(Passage provided)
Plugin API Reference

This page is the reference for the ADL plugin contract. The prose sections around each block explain when and why to override, and call out the non-obvious behaviours that are easiest to miss.


Plugin Base Class

class adl.core.registries.Plugin

Bases: Instance

Base class for all ADL data-source plugins.

Subclasses must:

  • Set type — a unique string registry key (e.g. "adl_tahmo_plugin").

  • Set label — a human-readable name shown in the admin UI and logs. A blank label raises ImproperlyConfigured on startup.

  • Implement get_station_data().

All other methods have working defaults and can be overridden selectively.

Minimal subclass example:

from adl.core.registries import Plugin

class MyPlugin(Plugin):
    type = "my_plugin"
    label = "My Data Source Plugin"

    def get_station_data(self, station_link, start_date=None, end_date=None):
        client = station_link.network_connection.get_api_client()
        yield from client.get_measurements(
            station_link.station_code,
            start=start_date,
            end=end_date,
        )
get_urls()

Return a list of Django URL patterns to include in the ADL URL configuration.

The default implementation returns an empty list. Override this method if your plugin needs to serve views outside the Wagtail admin namespace. For views that belong inside the Wagtail admin, use the register_admin_urls hook in wagtail_hooks.py instead.

Returns:

A list of Django URL patterns.

Return type:

list

Example:

def get_urls(self):
    from django.urls import path, include
    from . import plugin_urls
    return [
        path("my-plugin/", include(plugin_urls, namespace=self.type)),
    ]
after_save_records(station_link, station_records, saved_records, qc_fail_results=None)

Hook called after each batch of ObservationRecord instances has been upserted for a station.

The default implementation does nothing. Override this method if your plugin needs to trigger side effects after data lands in the database — for example, sending a notification, updating an external cache, or writing a plugin-specific summary log.

Parameters:
  • station_link – The StationLink instance that was just processed.

  • station_records – The raw record dicts as returned by get_station_data() for this station.

  • saved_records – The ObservationRecord instances that were upserted.

  • qc_fail_results – Dict of QC failure messages keyed by UTC ISO timestamp string, or None if no QC checks are configured for this parameter.

get_station_data(station_link, start_date=None, end_date=None)

Fetch raw observations for one station over a time window.

This is the only method subclasses must implement. ADL calls it with a pre-resolved [start_date, end_date) window and expects back an iterable of record dicts that it will normalize, convert, and upsert.

Parameters:
  • station_link – The configured StationLink subclass instance for this station. Provides upstream credentials via station_link.network_connection, the upstream station identifier, variable mappings, and the station timezone.

(Recorded information)
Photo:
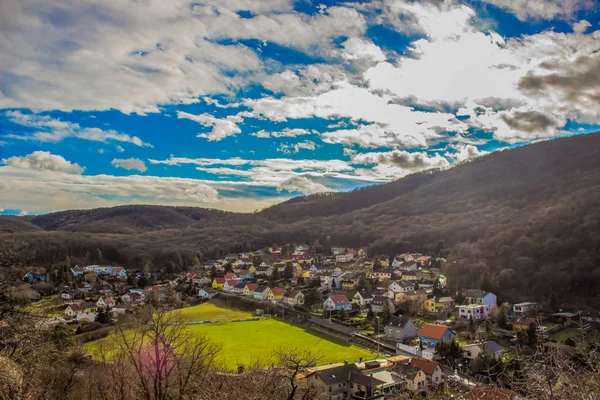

(Prompt) Resume the ADL plugin API reference from its final line and write the next part of the page.

(Result of the task)
  • start_date (datetime, optional) – Start of the fetch window, expressed in the station’s local timezone (aware datetime). Fetch records where observation_time >= start_date.

  • end_date (datetime, optional) – End of the fetch window, expressed in the station’s local timezone (aware datetime). Fetch records where observation_time < end_date.

Returns:

An iterable (preferably a generator) of record dicts. Each dict must contain:

  • "observation_time" (datetime) — aware datetimes are used as-is; naive datetimes are interpreted as station-local time.

And may contain any number of source-parameter fields whose keys match mapping.source_parameter_name on the station link’s variable mappings, for example:

{
    "observation_time": datetime(2025, 1, 1, 10, 0, tzinfo=utc),
    "te": 22.4,
    "rh": 78.0,
}

Return type:

Iterable[Dict[str, Any]]

Raises:

NotImplementedError – If not overridden by the subclass.

Note

Prefer yield-ing records one at a time rather than returning a complete list. save_records() processes in chunks of SAVE_CHUNK_SIZE, so a generator avoids loading the entire upstream response into memory — important for large historical backfills.

Warning

Records with a missing or non-datetime observation_time, timestamps outside [start_date, end_date], or future timestamps are silently dropped by save_records(). No exception is raised.

get_default_end_date(station_link)

Return the default end date for a station’s ingestion window.

Computes the station-local “top of the next hour” as a timezone-aware datetime. This is used as end_date for every ingestion run unless overridden.

Parameters:

station_link – The StationLink instance whose timezone is used to localise the result.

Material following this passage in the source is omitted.